- Exercise prompt: How many lines in the entries below contain the string "flag"? Case matters, and your reply should be only the number.
◆ ◆ ◆ ◆ ◆
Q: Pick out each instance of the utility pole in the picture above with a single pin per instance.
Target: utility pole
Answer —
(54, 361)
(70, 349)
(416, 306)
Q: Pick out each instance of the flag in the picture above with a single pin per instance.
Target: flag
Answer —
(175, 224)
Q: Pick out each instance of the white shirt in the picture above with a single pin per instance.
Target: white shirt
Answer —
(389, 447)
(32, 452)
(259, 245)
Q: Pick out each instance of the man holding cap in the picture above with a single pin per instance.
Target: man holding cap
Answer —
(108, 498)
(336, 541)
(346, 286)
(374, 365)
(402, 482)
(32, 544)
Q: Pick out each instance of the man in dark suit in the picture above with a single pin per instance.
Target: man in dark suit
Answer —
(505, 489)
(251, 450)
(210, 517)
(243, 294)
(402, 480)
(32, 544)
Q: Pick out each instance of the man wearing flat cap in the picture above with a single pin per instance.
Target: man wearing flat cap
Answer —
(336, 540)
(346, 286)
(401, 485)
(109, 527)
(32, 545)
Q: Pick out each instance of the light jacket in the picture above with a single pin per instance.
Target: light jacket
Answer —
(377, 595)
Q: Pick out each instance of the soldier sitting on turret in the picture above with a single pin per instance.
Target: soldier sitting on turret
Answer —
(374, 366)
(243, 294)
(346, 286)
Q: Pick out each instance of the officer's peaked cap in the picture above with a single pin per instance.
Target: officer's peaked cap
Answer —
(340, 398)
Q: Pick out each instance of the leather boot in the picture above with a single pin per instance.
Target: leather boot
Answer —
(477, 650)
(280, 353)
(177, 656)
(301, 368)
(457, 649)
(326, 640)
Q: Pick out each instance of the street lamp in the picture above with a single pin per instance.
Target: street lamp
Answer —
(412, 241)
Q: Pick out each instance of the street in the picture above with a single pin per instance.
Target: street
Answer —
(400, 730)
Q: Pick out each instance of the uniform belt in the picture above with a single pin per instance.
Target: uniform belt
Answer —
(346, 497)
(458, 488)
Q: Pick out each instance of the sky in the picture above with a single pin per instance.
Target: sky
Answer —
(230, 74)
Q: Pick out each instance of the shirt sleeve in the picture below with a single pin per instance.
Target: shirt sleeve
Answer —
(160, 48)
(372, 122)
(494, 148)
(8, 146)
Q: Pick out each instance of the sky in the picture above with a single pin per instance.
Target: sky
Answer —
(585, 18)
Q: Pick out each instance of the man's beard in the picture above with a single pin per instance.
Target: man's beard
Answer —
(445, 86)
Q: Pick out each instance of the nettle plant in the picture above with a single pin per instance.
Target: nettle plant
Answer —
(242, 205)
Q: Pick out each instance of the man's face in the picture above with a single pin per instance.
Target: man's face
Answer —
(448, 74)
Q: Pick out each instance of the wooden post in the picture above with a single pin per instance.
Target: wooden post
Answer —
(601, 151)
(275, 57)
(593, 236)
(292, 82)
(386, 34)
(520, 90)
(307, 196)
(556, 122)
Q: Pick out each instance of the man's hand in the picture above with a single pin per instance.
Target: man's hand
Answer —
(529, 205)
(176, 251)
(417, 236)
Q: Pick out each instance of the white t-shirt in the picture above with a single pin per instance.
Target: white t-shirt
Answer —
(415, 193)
◆ ◆ ◆ ◆ ◆
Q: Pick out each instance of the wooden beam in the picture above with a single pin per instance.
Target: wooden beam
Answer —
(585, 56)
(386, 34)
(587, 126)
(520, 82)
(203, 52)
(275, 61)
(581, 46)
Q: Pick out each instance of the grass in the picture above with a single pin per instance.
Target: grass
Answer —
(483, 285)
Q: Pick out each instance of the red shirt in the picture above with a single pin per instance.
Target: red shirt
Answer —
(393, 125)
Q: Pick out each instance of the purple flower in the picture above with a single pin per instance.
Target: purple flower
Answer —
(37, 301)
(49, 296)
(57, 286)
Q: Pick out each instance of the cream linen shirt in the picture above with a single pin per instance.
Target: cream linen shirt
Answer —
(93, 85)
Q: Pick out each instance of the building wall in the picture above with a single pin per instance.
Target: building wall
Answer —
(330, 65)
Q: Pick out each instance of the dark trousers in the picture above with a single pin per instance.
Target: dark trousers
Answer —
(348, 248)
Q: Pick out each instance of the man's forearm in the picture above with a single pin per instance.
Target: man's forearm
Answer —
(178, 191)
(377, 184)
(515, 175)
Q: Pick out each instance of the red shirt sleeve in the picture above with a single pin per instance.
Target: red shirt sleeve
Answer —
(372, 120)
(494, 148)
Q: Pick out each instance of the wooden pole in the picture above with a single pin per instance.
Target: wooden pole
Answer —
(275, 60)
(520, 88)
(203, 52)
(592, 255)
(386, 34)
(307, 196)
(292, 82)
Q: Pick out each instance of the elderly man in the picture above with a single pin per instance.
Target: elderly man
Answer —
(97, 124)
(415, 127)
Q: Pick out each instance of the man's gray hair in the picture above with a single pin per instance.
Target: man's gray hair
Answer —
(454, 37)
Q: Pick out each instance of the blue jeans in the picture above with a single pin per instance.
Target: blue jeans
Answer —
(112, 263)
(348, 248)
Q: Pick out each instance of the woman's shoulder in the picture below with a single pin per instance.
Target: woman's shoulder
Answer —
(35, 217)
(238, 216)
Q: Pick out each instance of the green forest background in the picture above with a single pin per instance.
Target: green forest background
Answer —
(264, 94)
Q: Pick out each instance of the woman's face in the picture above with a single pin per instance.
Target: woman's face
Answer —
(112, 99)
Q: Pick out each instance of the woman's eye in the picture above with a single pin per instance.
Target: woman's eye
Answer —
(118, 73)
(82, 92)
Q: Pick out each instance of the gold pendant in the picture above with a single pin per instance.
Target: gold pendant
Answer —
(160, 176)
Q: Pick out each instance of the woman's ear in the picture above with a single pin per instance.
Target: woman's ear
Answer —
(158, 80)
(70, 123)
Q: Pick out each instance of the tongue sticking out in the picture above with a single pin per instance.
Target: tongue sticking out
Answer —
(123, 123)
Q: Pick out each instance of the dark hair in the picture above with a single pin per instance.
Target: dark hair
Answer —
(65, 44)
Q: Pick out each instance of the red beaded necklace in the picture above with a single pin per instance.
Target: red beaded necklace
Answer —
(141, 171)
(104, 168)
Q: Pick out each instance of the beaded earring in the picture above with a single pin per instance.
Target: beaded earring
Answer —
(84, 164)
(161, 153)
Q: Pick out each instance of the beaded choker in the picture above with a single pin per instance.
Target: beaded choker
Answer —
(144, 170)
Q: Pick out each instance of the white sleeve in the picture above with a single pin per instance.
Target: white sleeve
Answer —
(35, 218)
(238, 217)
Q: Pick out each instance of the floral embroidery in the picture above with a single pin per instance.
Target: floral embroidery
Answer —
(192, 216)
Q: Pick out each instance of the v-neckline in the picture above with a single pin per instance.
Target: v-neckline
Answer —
◆ ◆ ◆ ◆ ◆
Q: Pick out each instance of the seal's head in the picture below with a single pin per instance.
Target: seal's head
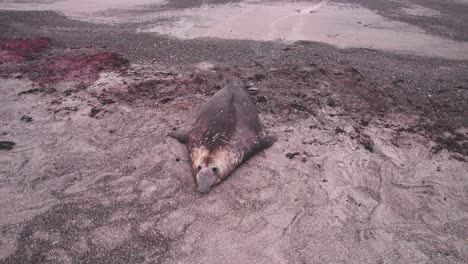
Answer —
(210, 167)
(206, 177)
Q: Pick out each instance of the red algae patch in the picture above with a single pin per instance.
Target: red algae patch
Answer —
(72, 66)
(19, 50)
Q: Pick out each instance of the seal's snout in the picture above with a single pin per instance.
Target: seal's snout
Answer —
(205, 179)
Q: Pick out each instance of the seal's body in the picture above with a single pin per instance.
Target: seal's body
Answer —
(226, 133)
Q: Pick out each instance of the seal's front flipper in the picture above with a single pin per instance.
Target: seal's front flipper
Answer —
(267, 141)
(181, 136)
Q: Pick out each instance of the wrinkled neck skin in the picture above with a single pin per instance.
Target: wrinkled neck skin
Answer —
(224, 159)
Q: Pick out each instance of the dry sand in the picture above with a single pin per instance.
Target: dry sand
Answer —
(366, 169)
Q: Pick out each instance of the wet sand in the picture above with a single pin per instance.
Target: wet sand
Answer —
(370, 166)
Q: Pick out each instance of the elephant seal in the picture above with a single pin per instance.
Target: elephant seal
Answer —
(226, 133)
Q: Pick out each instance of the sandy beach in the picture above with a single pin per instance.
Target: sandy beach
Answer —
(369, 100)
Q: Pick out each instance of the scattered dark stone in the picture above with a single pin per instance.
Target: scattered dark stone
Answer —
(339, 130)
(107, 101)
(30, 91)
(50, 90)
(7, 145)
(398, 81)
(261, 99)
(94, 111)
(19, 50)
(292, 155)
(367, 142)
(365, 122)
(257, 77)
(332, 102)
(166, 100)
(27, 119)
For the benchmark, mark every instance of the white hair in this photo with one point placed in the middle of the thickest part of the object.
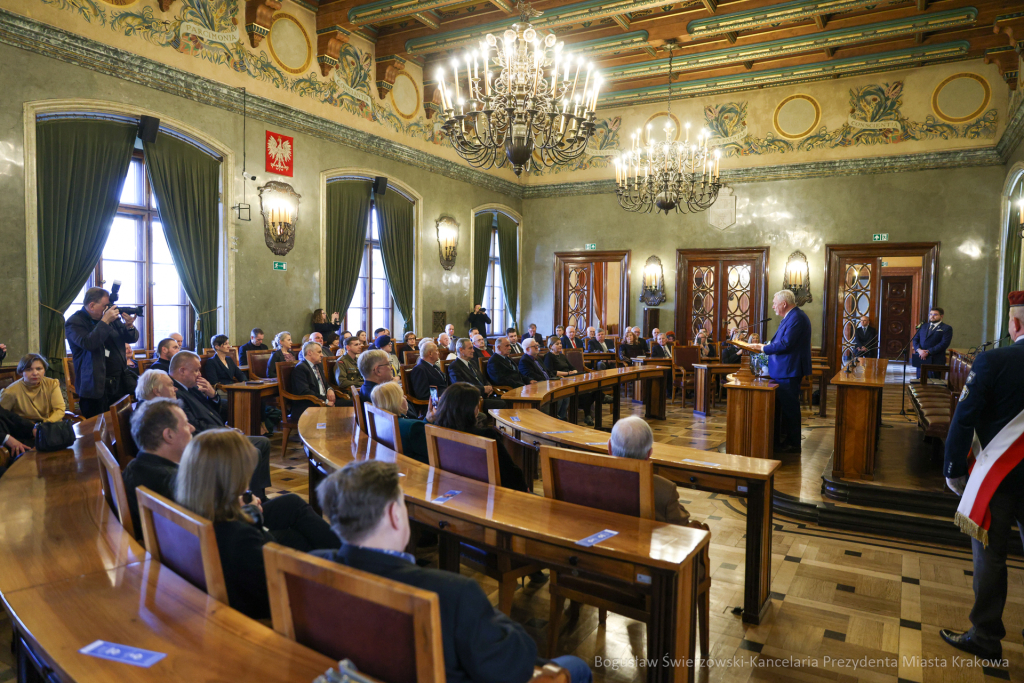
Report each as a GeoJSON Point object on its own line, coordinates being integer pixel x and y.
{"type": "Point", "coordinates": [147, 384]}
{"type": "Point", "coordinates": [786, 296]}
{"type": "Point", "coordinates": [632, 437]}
◆ ◆ ◆ ◆ ◆
- Result of this exercise: 2